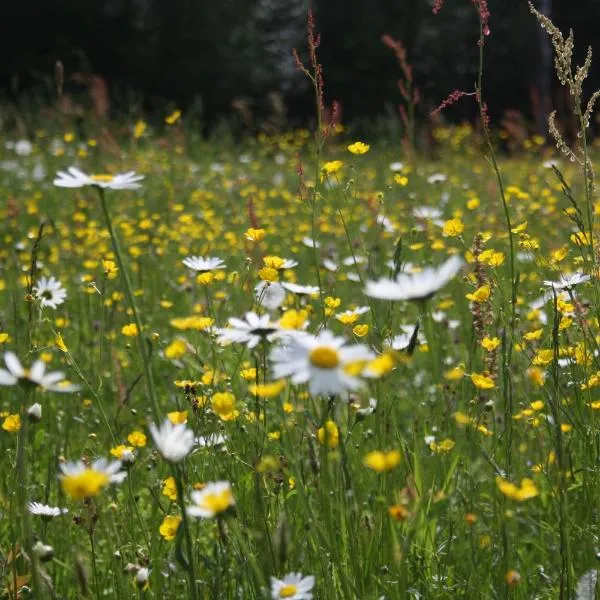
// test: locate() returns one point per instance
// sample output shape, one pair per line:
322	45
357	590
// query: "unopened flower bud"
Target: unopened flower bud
43	551
34	412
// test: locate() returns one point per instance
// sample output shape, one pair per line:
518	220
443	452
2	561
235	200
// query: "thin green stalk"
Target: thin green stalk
23	492
188	564
145	355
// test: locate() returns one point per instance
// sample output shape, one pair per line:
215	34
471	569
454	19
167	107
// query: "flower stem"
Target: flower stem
145	355
22	495
188	564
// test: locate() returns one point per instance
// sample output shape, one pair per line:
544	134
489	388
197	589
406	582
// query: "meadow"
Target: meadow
288	367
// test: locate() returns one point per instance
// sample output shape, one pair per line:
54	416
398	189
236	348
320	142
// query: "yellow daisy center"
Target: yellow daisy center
324	357
86	484
287	591
217	503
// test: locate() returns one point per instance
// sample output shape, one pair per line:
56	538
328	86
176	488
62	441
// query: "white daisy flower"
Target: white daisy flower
210	441
250	332
567	282
348	315
45	511
74	178
213	499
354	260
437	178
173	442
49	292
301	290
323	361
293	587
330	265
310	242
270	295
402	340
15	373
427	213
201	264
415	286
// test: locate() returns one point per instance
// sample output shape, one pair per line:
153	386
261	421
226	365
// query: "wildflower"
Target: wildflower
331	167
329	435
567	282
177	417
483	382
250	332
45	511
360	330
481	294
36	376
292	587
137	439
141	579
74	178
453	228
294	319
358	148
202	265
490	344
322	361
49	292
300	290
123	453
174	442
348	317
269	295
382	461
526	491
130	330
415	286
212	500
442	447
176	349
60	343
12	423
255	235
34	413
267	390
79	481
170	488
223	405
110	269
139	129
168	528
173	117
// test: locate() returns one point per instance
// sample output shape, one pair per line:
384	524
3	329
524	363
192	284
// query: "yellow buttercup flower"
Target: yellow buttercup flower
358	148
168	528
382	461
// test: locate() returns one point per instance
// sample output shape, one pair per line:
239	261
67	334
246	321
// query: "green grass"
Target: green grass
300	505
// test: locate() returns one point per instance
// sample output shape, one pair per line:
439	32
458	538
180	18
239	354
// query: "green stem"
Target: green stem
146	359
22	494
189	564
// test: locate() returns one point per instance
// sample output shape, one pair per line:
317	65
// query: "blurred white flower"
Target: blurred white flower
173	442
49	292
74	178
36	375
415	286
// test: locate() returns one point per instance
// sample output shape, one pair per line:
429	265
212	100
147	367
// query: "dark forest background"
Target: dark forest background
216	56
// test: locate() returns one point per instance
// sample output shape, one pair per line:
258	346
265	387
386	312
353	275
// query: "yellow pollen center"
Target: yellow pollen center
217	503
287	591
86	484
324	357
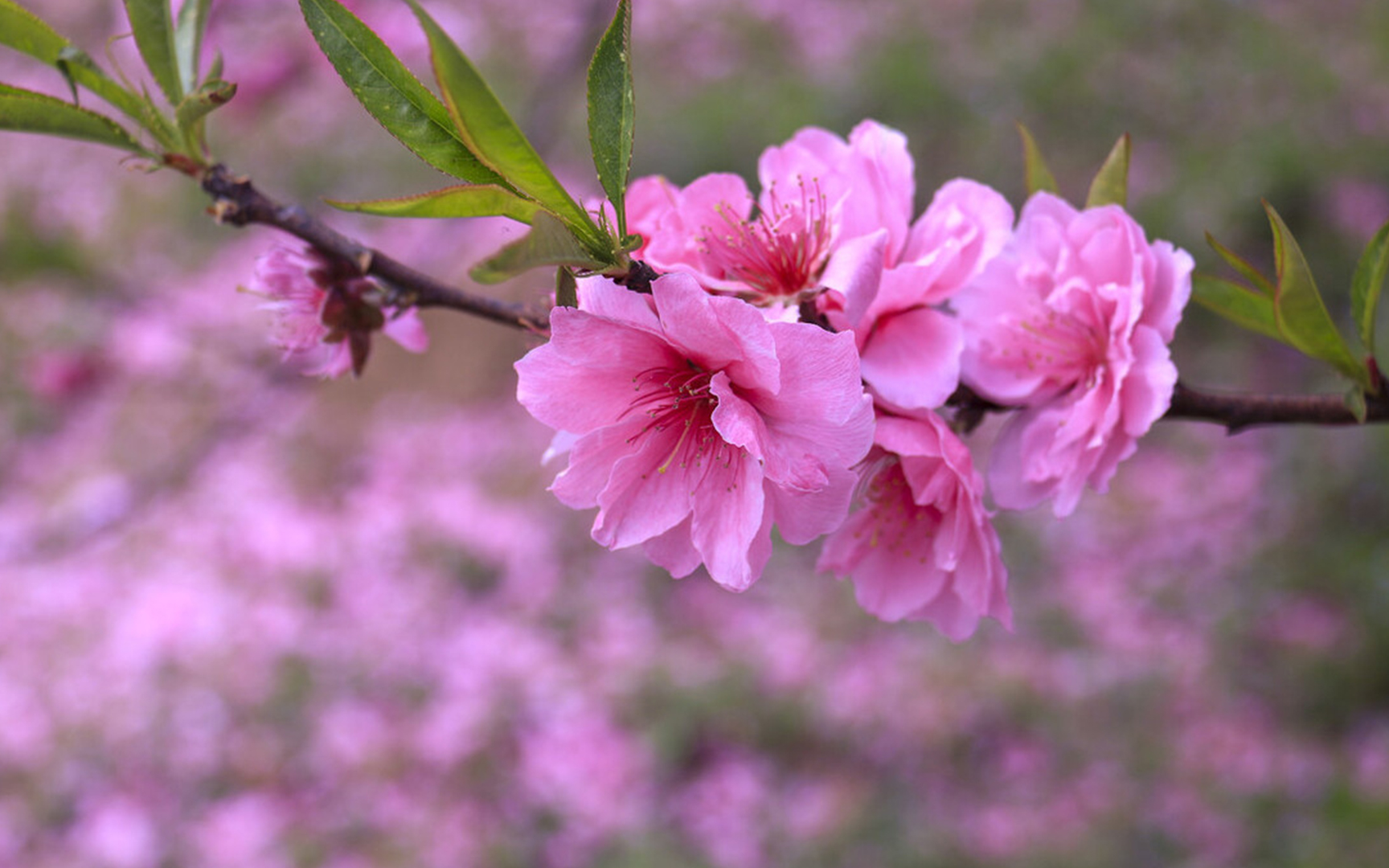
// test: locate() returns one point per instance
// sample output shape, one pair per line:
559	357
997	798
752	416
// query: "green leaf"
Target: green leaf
153	25
492	135
1356	403
1302	314
391	93
23	31
188	38
1244	267
613	110
566	288
549	242
463	200
1110	185
1367	285
210	96
1035	170
28	112
1236	303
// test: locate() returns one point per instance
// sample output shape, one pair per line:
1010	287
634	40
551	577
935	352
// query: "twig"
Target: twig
236	202
1240	411
1234	411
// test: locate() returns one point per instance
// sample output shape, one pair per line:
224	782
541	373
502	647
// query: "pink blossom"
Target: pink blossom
818	190
923	546
908	350
699	424
1071	321
322	314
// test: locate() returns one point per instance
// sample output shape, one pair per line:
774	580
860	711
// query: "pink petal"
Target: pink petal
912	360
728	515
408	331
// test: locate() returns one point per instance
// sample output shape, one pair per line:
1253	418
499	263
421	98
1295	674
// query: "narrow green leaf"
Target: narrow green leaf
198	104
391	93
1367	285
23	31
1302	314
188	39
1110	185
613	110
566	288
28	112
1244	267
153	27
1356	403
492	135
463	200
1236	303
549	242
1035	171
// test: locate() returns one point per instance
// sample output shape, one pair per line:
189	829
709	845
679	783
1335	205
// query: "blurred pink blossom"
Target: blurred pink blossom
322	313
923	546
1071	321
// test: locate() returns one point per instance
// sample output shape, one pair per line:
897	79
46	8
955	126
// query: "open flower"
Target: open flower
1071	321
921	546
910	350
818	190
699	424
322	311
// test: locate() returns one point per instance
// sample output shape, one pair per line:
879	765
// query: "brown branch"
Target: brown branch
236	202
1234	411
1240	411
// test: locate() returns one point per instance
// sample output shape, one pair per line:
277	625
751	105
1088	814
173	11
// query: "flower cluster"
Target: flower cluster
795	364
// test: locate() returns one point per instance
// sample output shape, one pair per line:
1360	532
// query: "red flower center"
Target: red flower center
778	253
678	403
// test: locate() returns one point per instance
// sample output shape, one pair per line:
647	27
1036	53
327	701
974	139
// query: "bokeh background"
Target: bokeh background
253	620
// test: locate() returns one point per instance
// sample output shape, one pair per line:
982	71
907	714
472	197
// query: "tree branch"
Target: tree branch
1240	411
236	202
1234	411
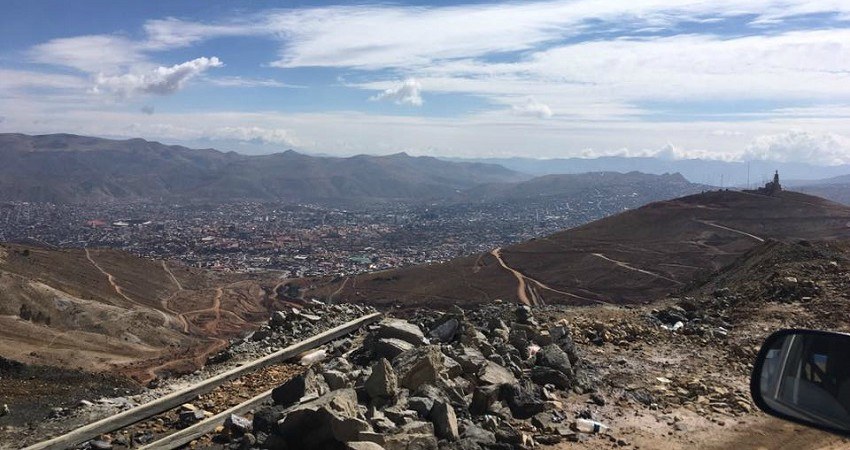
..........
* _What is required_: From the entries above, copy out each line that contains the word "branch". Uppercase and lowercase letters count as different.

* _Task output_:
// query: "brown branch"
Target: brown branch
// query: "tree branch"
Target: tree branch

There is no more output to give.